» **TEKS YANG DIBERIKAN**:
┌──

Jumat, 24 Juli 2009

Darshan, Misteri dalam Sebuah Pura

Sebagai bagian dari Kebenaran Mutlak Tertinggi, makhluk hidup, jivatma, memiliki pula kebebasan berkehendak yang benar-benar dapat kita rasakan sendiri. Ketika kita mengetahui sambandha-jnana, hubungan kekal kita dengan Sang Sumber Segala, maka pada saat itulah kehendak bebas ini memiliki arti. Ketika pengetahuan ini terwujud bagi sang jiva, inilah saatnya dia menggunakan kebebasannya untuk menjadi terikat.

Menjadi terikat dengan Bhagavan, Pribadi Tertinggi Tuhan Yang Maha Esa, adalah satu-satunya jalan untuk menghindari terjebak dari ikatan-ikatan lain yang merupakan akar kesengsaraan. Awal dari segalanya adalah ketika ikatan ini, ikatan cintakasih, antara jiva dan Sri Bhagavan ditegakkan. Saranagati, jalan penyerahan diri atau prapatthi, pengikatan tanpa syarat, adalah yang paling esensial dari sambandha-jnana. Gita memberi tahu kita bahwa penyerahan diri kepada Penguasa Tertinggi, Sri Krishna, adalah satu-satunya yang diinginkan, dan hanya dengan penyerahan diri yang demikian itu segala keinginan akan sepenuhnya dikabulkan dengan sebaik-baiknya.

Setelah sambandha ada abhideya. Bagaimana kita mencapai kedudukan kita yang benar. Kegiatan apa yang dibutuhkan untuk mencapai tujuan kita yaitu mencintai Tuhan Sri Krishna. Inilah Abhideya. Ada lima hal yang terpenting dirumuskan oleh sastra dan para Acharya berkenaan dengan ini, yaitu (1) bhagavat-sravana, bhagavat-kirtana, dan bhagavat-smaranam, (2) anghri-sevanam, (3) mathura vasa, (4) sadhu-sanga, dan (5) sri harinam sankirtana. Anghri-sevanam juga dikenal dengan Archanam. Untuk melaksanakan Archana ini kita diberikan beberapa bentuk vigraha seperti lukisan, arca/citra, dsb. yang harus dipuja dengan mantra dan upacara.

└──

» **Contoh pelabelan titik**:
┌──

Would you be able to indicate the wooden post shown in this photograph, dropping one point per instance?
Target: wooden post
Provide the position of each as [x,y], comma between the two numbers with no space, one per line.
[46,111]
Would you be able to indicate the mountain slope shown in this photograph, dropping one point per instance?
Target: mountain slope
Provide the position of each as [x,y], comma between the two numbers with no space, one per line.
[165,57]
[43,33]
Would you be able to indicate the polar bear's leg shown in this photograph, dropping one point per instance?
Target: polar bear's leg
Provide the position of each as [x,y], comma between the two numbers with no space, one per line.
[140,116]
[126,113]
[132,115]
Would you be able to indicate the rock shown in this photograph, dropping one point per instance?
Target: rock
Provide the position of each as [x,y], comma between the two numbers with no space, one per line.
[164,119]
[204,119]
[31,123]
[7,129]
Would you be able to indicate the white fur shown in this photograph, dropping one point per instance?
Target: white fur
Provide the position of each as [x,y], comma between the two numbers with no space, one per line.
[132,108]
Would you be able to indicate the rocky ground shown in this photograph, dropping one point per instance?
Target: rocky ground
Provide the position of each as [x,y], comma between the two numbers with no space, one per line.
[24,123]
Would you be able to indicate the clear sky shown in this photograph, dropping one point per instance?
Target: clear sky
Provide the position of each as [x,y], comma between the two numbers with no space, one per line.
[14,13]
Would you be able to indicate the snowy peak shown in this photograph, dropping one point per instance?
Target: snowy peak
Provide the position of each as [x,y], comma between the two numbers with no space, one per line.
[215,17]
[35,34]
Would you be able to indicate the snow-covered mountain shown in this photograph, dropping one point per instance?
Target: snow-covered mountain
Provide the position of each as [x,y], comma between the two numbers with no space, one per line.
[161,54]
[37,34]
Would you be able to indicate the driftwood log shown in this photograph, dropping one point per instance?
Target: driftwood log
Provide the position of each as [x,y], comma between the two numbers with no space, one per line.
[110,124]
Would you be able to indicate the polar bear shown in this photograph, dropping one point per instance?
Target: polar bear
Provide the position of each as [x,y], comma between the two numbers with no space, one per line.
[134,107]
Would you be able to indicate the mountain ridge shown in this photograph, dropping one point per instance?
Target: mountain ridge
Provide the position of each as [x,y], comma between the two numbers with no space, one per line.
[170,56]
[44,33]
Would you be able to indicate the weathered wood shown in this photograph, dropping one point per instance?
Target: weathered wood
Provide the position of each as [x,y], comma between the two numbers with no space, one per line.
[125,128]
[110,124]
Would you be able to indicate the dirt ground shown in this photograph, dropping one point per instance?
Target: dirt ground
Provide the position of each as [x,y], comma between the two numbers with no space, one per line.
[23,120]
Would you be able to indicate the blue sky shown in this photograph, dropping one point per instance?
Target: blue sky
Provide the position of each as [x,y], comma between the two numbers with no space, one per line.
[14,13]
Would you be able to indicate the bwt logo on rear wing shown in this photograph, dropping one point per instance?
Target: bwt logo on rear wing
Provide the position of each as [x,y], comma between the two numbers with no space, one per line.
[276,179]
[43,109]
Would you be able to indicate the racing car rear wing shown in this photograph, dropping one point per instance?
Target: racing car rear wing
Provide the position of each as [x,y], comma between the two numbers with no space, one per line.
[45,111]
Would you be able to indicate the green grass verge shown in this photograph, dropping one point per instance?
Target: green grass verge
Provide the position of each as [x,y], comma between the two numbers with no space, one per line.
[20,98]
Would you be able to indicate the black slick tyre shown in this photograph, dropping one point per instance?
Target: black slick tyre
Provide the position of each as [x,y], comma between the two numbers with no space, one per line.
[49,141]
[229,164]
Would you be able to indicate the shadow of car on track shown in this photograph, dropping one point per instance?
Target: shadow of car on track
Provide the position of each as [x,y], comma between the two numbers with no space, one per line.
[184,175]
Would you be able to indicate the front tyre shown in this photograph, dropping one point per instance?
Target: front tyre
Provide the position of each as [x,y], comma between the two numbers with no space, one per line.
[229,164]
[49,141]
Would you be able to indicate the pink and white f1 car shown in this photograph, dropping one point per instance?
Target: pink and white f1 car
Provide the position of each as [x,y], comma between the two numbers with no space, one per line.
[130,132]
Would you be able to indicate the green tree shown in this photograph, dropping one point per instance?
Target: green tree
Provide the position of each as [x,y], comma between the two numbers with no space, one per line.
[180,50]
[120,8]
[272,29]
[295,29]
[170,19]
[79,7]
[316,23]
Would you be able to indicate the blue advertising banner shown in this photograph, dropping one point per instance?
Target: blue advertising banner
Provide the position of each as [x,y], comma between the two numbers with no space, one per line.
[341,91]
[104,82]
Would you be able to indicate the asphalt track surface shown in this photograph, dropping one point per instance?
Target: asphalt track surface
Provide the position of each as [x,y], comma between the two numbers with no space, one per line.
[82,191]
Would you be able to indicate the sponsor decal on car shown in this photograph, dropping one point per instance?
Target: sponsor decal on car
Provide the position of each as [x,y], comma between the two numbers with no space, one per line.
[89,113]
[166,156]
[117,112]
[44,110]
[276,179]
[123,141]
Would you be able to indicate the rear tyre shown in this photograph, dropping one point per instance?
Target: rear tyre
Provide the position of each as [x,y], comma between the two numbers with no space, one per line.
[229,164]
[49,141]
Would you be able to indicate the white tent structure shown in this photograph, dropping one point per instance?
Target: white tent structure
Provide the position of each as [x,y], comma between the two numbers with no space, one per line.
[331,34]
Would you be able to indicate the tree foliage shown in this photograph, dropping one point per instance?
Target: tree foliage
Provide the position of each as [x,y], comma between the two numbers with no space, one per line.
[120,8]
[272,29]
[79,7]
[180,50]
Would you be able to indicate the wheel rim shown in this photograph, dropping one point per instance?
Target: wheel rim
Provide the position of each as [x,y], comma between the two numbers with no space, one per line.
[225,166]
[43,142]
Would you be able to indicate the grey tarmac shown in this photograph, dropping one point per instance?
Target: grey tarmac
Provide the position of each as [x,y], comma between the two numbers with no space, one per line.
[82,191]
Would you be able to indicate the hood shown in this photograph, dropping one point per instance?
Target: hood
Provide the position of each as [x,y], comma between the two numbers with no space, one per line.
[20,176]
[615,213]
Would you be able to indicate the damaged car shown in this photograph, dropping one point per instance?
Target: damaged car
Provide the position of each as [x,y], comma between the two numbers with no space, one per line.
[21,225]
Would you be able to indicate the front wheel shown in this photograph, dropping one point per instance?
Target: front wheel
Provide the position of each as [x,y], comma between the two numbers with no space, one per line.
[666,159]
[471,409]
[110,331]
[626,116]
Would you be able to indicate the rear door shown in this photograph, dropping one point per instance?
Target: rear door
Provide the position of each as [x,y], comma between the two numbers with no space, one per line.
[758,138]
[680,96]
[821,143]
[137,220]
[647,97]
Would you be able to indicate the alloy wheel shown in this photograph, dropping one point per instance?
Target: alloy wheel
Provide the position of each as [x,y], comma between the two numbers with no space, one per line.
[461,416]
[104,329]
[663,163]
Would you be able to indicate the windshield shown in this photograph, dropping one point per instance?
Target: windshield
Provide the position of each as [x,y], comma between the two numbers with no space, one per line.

└──

» **PETUNJUK**:
1. Jawab pertanyaan berikut berdasarkan teks yang diberikan:
(a) Apa arti sambandha-jnana?
(b) Apa yang ada setelah sambandha?
(c) Apa nama lain dari anghri-sevanam?
2. Tuliskan persis bagian dari teks yang diberikan yang dimulai dengan kata-kata "Jumat, 24 Juli" dan berakhir dengan "untuk menjadi terikat.".
Data ini diambil dari sumber yang berbeda.

» **JAWABAN LATIHAN**:
1.
(a) Hubungan kekal kita dengan Sang Sumber Segala.
(b) Abhideya.
(c) Archanam.

2.
Jumat, 24 Juli 2009

Darshan, Misteri dalam Sebuah Pura

Sebagai bagian dari Kebenaran Mutlak Tertinggi, makhluk hidup, jivatma, memiliki pula kebebasan berkehendak yang benar-benar dapat kita rasakan sendiri. Ketika kita mengetahui sambandha-jnana, hubungan kekal kita dengan Sang Sumber Segala, maka pada saat itulah kehendak bebas ini memiliki arti. Ketika pengetahuan ini terwujud bagi sang jiva, inilah saatnya dia menggunakan kebebasannya untuk menjadi terikat.